● **Objectif 1**
Dans le texte à lire, à quoi Nicole Belloubet appelle-t-elle les grévistes, tout en respectant le droit de grève ?
+++ Texte à lire +++
JEAN-JACQUES BOURDIN
Donc il est peut être complété.

NICOLE BELLOUBET
Il peut être complété, il peut être modifié, c'est ce qu'on appelle des saisines rectificatives, tout cela est très courant…

JEAN-JACQUES BOURDIN
Alors, est-ce que ça veut dire, ce matin, que vous appelez, compte tenu de ces avancées qui vont être discutées aujourd'hui, et de ces propositions faites ici et là, est-ce que vous appelez ceux qui font la grève…

NICOLE BELLOUBET
Aujourd'hui, et dans les semaines qui viennent.

JEAN-JACQUES BOURDIN
Est-ce que vous les appelez à cesser tout mouvement de grève ?

NICOLE BELLOUBET
Mais ça, évidemment, je les appelle à cesser tout mouvement de grève tout en respectant le droit de grève, mais, si vous voulez, je crois que nous sommes dans une phase de négociations extrêmement intense, et je crois qu'il est important, non pas qu'il y ait une pression, mais qu'il y ait au contraire une écoute attentive pour aboutir à cette solution.
+++ Lignes d'entrée +++
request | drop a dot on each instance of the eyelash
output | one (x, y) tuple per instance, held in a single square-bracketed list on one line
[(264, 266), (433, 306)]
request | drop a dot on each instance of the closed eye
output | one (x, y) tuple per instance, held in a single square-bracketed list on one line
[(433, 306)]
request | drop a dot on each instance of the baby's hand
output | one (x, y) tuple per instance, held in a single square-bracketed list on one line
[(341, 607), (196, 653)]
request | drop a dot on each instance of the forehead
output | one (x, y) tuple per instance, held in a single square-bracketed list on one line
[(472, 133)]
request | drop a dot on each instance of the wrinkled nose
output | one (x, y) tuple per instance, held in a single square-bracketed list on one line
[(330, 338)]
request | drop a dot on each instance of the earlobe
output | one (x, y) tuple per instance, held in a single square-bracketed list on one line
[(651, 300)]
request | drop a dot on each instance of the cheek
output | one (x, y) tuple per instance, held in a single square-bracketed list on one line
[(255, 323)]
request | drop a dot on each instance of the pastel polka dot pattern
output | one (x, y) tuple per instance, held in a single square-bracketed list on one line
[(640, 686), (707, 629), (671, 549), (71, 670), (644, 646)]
+++
● **Objectif 2**
Recopiez toutes les lignes d'entrée, depuis celle qui contient « request | drop a dot on each instance of the baby's » jusqu'à la dernière ligne d'entrée, ces deux bornes comprises, sans en omettre aucune. Multipliez chaque coordonnée des réponses par 1,8 et arrondissez-la à l'entier le plus proche, les demis vers le haut, puis donnez uniquement ces lignes.

● **Solution 1**
À cesser tout mouvement de grève.

● **Solution 2**
request | drop a dot on each instance of the baby's hand
output | one (x, y) tuple per instance, held in a single square-bracketed list on one line
[(614, 1093), (353, 1175)]
request | drop a dot on each instance of the forehead
output | one (x, y) tuple per instance, held in a single square-bracketed list on one line
[(850, 239)]
request | drop a dot on each instance of the wrinkled nose
output | one (x, y) tuple per instance, held in a single square-bracketed list on one line
[(594, 608)]
request | drop a dot on each instance of the earlobe
output | one (x, y) tuple per instance, held in a single square-bracketed list on one line
[(1172, 540)]
request | drop a dot on each instance of the cheek
output | one (x, y) tuple per instance, held in a single square-bracketed list on one line
[(459, 581)]
request | drop a dot on each instance of the pastel polka dot pattern
output | one (x, y) tuple per instance, held in a single square-bracketed list on one line
[(1152, 1235), (1273, 1132), (1208, 988), (128, 1206), (1159, 1163)]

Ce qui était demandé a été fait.